"""

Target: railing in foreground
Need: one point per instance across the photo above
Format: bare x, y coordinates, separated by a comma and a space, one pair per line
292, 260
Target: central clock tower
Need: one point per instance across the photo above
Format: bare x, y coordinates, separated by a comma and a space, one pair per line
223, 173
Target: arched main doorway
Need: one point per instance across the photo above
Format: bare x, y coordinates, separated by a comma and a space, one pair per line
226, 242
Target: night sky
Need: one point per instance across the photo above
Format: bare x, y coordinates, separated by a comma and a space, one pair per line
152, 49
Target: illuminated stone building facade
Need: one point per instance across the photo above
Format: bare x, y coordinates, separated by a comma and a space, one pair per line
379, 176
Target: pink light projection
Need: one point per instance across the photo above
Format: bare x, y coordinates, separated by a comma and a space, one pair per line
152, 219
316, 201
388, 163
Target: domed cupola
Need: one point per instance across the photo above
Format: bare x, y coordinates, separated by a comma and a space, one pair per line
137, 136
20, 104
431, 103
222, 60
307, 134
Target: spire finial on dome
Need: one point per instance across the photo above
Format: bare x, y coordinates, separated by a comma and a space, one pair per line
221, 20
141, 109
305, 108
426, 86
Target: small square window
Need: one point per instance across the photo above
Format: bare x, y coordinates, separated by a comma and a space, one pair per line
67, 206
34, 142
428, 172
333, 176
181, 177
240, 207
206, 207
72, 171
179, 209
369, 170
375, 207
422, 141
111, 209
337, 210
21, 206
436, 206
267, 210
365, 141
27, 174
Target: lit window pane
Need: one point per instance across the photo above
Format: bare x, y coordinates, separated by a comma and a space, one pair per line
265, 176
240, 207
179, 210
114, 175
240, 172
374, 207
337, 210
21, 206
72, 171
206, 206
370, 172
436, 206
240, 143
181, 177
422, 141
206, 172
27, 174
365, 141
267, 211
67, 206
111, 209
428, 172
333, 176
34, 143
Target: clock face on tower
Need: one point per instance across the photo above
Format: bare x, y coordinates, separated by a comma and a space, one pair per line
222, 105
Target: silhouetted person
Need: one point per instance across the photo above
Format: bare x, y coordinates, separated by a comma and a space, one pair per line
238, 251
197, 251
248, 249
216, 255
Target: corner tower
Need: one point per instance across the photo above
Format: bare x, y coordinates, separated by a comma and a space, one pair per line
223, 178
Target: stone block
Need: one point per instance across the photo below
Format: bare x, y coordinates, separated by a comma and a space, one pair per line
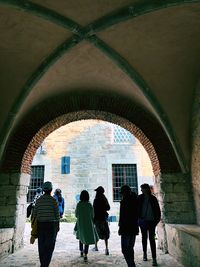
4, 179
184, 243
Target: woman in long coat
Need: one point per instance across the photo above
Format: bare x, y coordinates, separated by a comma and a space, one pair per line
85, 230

"""
"""

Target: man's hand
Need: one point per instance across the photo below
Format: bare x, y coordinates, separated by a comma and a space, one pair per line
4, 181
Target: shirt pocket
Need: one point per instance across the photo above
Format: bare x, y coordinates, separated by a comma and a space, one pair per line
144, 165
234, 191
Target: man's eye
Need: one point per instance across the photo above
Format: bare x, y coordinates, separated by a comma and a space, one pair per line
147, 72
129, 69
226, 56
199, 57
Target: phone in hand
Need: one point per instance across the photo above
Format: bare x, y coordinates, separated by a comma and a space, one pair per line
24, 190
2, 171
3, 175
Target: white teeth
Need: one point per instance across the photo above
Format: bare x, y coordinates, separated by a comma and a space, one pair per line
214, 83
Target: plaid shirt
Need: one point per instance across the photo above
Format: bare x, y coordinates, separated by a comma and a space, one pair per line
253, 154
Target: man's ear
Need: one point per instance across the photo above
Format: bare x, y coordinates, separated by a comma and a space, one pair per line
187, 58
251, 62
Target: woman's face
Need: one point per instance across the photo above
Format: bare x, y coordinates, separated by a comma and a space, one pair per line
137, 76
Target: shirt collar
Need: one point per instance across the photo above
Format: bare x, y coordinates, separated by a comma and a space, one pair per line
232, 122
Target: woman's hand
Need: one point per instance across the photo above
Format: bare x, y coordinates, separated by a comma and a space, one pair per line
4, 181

"""
"""

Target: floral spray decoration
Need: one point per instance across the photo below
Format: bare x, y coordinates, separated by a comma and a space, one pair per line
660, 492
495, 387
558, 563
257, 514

"""

AIM OF THE TASK: Determine how many lines in the records above contain the word "window". Reply with the number alone.

TASK RESULT: 2